◆ Die Einträge:

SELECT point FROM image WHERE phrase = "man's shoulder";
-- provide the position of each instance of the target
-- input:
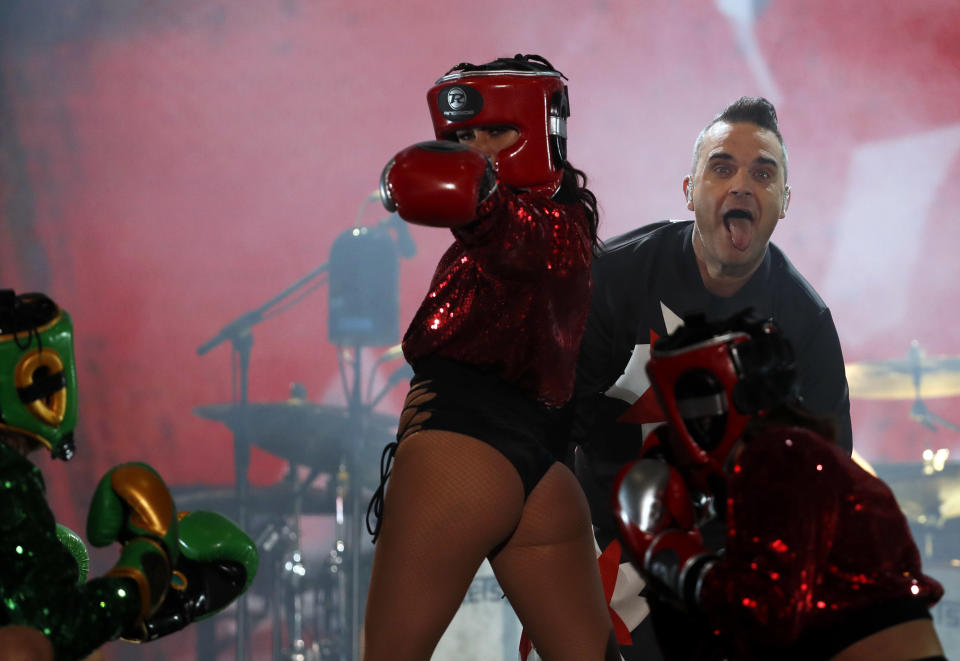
(791, 287)
(642, 238)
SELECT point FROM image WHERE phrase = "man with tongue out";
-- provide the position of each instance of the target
(645, 282)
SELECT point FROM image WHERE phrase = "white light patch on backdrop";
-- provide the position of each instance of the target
(880, 229)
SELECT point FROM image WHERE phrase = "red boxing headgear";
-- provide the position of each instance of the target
(523, 92)
(712, 379)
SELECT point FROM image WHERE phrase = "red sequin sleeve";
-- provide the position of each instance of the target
(511, 294)
(811, 539)
(523, 235)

◆ Ziel:
Formatiere alle Einträge oben als CSV mit den Spalten „abfrage“ und „ergebnis“: je Eintrag eine Zeile mit seinem Text und seiner Antwort, jedes Feld in Anführungszeichen und Zeilenumbrüche durch Leerzeichen ersetzt. Lass die Bilder in der Antwort weg.

◆ Ergebnis der Übung:
abfrage,ergebnis
"SELECT point FROM image WHERE phrase = ""man's shoulder""; -- provide the position of each instance of the target -- input:","(791, 287) (642, 238)"
"SELECT point FROM image WHERE phrase = ""man with tongue out""; -- provide the position of each instance of the target","(645, 282)"
"SELECT point FROM image WHERE phrase = ""white light patch on backdrop""; -- provide the position of each instance of the target","(880, 229)"
"SELECT point FROM image WHERE phrase = ""red boxing headgear""; -- provide the position of each instance of the target","(523, 92) (712, 379)"
"SELECT point FROM image WHERE phrase = ""red sequin sleeve""; -- provide the position of each instance of the target","(511, 294) (811, 539) (523, 235)"